═══ Records for this task ═══
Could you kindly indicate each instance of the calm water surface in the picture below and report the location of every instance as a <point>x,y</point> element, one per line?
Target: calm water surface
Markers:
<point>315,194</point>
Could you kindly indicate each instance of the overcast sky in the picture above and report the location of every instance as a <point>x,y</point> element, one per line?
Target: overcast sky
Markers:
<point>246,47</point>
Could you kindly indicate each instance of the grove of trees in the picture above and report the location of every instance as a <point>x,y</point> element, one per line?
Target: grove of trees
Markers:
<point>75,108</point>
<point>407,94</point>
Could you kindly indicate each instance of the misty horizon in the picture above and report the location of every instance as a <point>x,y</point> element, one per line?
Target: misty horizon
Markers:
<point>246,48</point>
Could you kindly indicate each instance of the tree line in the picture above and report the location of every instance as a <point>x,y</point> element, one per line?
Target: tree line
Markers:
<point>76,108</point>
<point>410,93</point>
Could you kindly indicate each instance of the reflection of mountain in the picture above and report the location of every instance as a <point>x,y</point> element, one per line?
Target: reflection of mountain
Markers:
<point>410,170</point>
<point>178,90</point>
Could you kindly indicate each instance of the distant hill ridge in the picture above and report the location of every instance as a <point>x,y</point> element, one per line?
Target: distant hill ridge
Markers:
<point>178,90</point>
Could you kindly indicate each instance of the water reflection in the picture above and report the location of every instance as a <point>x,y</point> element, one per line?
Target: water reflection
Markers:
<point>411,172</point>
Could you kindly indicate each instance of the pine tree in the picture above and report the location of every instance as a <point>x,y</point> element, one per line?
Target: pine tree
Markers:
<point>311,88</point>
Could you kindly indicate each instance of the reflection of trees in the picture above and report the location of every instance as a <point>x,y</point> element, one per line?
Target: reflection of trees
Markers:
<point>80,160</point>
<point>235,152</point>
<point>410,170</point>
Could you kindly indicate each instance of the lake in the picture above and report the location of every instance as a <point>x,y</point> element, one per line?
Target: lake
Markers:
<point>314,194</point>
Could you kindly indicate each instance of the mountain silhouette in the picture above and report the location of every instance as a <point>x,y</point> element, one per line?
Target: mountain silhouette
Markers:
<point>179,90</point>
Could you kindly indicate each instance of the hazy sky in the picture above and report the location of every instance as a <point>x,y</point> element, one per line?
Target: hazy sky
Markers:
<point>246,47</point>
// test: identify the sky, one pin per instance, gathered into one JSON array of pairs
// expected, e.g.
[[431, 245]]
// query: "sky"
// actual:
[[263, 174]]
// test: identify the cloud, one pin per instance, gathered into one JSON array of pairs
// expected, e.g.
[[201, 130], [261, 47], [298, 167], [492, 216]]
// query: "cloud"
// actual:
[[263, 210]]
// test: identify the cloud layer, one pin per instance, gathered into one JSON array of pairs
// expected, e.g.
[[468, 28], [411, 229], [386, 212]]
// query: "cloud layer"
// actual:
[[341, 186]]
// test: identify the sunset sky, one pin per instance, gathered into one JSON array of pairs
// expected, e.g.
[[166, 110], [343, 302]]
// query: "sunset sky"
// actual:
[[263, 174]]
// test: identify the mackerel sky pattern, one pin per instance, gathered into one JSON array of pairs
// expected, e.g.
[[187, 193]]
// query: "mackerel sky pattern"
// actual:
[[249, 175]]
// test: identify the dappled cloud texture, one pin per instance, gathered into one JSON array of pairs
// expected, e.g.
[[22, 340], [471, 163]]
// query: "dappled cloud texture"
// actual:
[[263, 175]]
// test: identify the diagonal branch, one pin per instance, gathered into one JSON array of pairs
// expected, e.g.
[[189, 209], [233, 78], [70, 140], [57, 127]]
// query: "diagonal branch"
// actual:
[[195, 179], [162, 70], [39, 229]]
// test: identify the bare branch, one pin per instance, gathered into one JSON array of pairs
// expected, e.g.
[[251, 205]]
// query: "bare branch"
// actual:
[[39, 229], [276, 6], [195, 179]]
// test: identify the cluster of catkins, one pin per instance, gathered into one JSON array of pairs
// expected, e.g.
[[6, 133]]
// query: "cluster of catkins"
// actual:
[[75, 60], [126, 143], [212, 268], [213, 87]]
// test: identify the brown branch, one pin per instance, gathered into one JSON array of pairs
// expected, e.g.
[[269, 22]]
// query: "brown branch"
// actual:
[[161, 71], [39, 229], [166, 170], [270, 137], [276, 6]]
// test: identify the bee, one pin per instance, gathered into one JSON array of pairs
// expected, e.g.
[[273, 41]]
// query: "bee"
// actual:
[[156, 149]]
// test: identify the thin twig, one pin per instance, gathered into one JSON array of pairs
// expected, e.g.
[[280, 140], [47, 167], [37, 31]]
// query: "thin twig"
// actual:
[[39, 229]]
═══
Only one stretch of the records above is wanted: the lines between the one holding "Could you kindly indicate each instance of the tree" and the one holding "Target: water reflection", inclusive, reproduced exactly.

Could you kindly indicate each instance of the tree line in the picture above and report the location of every instance as a <point>x,y</point> element, one per line?
Target: tree line
Markers:
<point>76,108</point>
<point>410,93</point>
Could you kindly indicate each instance of the reflection of mountain in the picture above and report the location of every instance as a <point>x,y</point> element, one per line?
Target: reflection of mountain
Markers:
<point>410,170</point>
<point>178,90</point>
Could you kindly indicate each instance of the distant hill ridge in the picture above and report the location of every instance as a <point>x,y</point> element, one per line?
Target: distant hill ridge
Markers:
<point>178,90</point>
Could you kindly indicate each instance of the water reflection in the picture above and report the location of every instance as a <point>x,y</point> element, one per line?
Target: water reflection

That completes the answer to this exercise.